**Direction A:**
Transcribe every line of the listing below without any alteration.

**Supplied passage:**
Audiences are in for a treat as they sit back and listen to a candid discussion about the discipline of archaeology and what it tells us about our own history. Drawing on more than 20 years of experience conducting archaeological research, Hall explains the goals of archaeology and then interactively walks through the process by which archaeological sites are created, taking time to point out the discipline's weaknesses and difficulties archaeologists have interpreting what they find. He then turns the spotlight on archaeology's strengths and discusses what those strengths have allowed us to learn about humans' seven-million-year history that no other discipline can begin to explain.

Christopher T. Hall is a Kentucky native whose fascination with pre-history took him out West at an early age. He began by volunteering on any archaeological project that would take him, but his increasing interest in pre-historic peoples whose survival depended on their ability to hunt animals and gather plants eventually led him to focus on the High Plains and Rocky Mountains of Montana, Wyoming, and Colorado, where Native peoples continued their hunting-gathering lifestyle well after European contact.

Hall is primarily interested in understanding the factors that drive technological change among these societies, and his case study for this endeavor is the first appearance of bow-and-arrow technology on the High Plains around 100 A.D.

Hall holds a B.A. and M.A. in anthropology from the University of Louisville and the University of Wyoming, respectively. He has also completed coursework for a Ph.D., A.B.D., and taught lower and upper-levels of anthropology courses at Washington State University. Having previously worked as a staff archaeologist for Cultural Resources Analysts, Inc., Hall now works as a non-partisan analyst for Kentucky government, but is still actively involved in archaeology and will be participating in the excavation of a 13,000-year-old Mammoth kill site in Wyoming this summer.

**Direction B:**
Answer these questions using the archaeology talk description above:
(i) How many years of archaeological research experience does Hall draw on?
(ii) Around what year did bow-and-arrow technology first appear on the High Plains?
(iii) From which university did Hall receive his M.A.?

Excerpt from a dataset
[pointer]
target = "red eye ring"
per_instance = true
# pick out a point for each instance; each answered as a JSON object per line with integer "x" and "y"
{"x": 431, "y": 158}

**Exercise output A:**
[pointer]
target = "red eye ring"
per_instance = true
# pick out a point for each instance; each answered as a JSON object per line with integer "x" and "y"
{"x": 431, "y": 158}

**Exercise output B:**
(i) More than 20 years.
(ii) Around 100 A.D.
(iii) The University of Wyoming.